**TASK DATA**
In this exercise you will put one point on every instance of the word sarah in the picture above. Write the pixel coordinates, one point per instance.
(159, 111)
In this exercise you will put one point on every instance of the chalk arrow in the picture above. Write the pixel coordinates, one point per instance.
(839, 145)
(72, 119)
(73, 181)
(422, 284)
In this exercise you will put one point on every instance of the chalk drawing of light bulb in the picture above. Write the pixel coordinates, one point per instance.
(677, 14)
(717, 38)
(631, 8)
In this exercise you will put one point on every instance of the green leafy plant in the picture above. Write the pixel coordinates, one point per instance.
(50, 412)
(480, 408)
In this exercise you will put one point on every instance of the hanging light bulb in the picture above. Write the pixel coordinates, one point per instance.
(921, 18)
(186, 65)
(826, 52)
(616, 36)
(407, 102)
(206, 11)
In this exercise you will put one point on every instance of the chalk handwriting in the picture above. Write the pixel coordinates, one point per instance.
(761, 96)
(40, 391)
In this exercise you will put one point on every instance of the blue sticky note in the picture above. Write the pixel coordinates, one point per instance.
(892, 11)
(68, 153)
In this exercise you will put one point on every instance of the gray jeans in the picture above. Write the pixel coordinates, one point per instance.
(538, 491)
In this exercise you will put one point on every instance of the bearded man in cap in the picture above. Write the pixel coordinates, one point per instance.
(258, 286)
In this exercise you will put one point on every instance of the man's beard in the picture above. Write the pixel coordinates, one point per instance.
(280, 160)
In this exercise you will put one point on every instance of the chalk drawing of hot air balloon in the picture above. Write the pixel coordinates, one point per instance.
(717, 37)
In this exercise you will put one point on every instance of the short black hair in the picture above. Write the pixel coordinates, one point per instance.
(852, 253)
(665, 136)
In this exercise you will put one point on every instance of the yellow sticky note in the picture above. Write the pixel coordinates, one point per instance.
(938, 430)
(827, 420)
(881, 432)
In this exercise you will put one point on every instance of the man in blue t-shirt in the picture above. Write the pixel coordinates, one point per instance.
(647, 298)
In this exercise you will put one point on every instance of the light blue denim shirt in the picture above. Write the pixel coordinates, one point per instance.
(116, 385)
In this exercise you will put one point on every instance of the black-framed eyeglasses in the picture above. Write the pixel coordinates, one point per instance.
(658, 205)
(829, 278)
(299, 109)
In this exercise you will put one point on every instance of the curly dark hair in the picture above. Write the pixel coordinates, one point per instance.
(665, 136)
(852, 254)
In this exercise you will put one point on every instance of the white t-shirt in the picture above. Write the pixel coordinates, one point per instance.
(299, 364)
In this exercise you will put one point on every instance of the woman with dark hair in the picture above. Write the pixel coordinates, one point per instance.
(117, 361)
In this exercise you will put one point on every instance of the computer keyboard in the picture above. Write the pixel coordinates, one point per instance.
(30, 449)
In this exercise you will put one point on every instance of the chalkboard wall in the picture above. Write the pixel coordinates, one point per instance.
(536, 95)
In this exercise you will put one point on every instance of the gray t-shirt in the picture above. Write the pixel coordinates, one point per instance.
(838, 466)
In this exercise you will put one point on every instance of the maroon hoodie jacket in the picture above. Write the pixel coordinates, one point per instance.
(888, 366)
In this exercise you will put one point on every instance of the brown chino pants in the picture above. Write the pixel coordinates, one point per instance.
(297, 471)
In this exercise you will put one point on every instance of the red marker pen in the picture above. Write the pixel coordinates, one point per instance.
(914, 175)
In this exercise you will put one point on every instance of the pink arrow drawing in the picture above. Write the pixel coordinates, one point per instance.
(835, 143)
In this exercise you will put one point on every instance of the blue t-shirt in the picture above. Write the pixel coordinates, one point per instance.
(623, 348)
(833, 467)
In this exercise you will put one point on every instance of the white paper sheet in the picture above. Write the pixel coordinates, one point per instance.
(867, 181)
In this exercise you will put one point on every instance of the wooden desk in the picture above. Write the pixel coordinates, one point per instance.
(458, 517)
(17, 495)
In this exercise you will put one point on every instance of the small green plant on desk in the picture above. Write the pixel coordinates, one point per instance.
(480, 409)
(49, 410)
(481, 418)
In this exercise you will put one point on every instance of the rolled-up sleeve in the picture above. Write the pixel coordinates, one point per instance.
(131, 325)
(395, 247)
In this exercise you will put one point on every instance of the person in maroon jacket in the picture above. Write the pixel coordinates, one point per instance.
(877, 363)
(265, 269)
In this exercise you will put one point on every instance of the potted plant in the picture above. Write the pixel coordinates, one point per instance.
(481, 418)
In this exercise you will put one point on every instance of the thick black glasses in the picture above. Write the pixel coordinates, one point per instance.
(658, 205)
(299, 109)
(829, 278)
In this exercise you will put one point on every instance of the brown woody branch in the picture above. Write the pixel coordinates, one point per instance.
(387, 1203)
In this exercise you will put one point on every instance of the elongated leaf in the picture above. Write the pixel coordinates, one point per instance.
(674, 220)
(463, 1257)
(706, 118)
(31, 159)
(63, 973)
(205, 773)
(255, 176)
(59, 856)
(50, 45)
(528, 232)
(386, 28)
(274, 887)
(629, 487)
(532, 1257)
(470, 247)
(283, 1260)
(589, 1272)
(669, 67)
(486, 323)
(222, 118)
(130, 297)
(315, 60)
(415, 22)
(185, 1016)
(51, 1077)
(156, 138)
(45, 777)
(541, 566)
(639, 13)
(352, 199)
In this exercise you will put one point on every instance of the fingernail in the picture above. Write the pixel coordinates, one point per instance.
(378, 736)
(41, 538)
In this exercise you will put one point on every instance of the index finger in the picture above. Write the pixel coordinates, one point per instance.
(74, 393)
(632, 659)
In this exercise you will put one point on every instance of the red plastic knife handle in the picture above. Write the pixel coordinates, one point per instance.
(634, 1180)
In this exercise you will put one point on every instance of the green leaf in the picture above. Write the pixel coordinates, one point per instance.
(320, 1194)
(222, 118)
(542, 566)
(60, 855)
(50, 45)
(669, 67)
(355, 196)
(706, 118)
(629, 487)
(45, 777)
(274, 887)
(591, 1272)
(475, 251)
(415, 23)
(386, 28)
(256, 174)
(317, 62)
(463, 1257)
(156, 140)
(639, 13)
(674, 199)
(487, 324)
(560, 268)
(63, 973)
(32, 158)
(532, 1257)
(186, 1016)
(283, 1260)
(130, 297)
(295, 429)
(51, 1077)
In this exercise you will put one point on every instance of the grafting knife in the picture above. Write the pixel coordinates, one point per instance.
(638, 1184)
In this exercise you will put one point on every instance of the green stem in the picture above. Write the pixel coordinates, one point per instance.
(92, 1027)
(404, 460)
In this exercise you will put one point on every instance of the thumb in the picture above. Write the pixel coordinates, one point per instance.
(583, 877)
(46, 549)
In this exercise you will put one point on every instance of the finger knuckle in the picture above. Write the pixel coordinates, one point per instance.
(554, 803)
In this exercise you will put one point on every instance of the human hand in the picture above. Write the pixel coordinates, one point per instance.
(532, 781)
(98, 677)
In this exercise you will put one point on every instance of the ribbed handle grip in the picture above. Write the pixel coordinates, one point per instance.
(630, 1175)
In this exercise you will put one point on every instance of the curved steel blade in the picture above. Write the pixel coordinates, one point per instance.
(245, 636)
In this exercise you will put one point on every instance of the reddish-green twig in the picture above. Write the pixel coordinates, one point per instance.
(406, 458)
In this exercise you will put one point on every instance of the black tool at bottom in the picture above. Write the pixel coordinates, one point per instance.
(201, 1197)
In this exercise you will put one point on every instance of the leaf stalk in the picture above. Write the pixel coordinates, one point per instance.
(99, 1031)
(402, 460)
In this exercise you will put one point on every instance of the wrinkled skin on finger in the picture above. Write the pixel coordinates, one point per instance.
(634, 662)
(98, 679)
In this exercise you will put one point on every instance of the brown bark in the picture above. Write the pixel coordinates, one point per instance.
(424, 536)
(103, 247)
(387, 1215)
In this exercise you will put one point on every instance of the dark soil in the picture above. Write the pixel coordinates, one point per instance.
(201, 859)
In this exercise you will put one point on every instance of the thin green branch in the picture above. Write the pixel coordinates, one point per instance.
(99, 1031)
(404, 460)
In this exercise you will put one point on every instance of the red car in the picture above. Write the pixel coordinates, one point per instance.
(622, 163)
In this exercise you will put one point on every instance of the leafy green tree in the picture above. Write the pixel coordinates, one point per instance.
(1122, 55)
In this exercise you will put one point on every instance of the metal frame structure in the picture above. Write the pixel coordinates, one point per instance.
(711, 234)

**GOAL**
Everything from the line containing "the leaf stalk" to the last line of the entries above should be quoted exactly, and only that.

**CORRECT ANSWER**
In this exercise you will put one point on every instance of the leaf stalk in the picture above. Write the pixel coordinates, one point per instance.
(99, 1031)
(402, 460)
In this exercise you will put one point on every instance of the wrinkled skin on finger in the picture above. Write the pixel coordinates, one point per instance.
(634, 662)
(98, 679)
In this exercise you will put one point on every instance of the brown bark in the picture above. Write the pixel coordinates, one point per instance.
(424, 536)
(103, 247)
(387, 1215)
In this exercise you will put one point on every instance of the dark soil in the picture above. Write the pixel coordinates, one point per instance.
(201, 859)
In this exercise you will put one point on every instance of the thin green branch in the picture above. Write the pixel coordinates, one point per instance.
(99, 1031)
(404, 460)
In this exercise you will put one point on every instance of the red car in the picture above. Write the pixel coordinates, one point per instance.
(622, 163)
In this exercise you will put one point on every instance of the leafy green tree in the picture above. Write the pixel coordinates, one point per instance.
(1122, 55)
In this exercise you will put one point on every instance of the metal frame structure in the picture above. Write the pixel coordinates, one point per instance.
(711, 234)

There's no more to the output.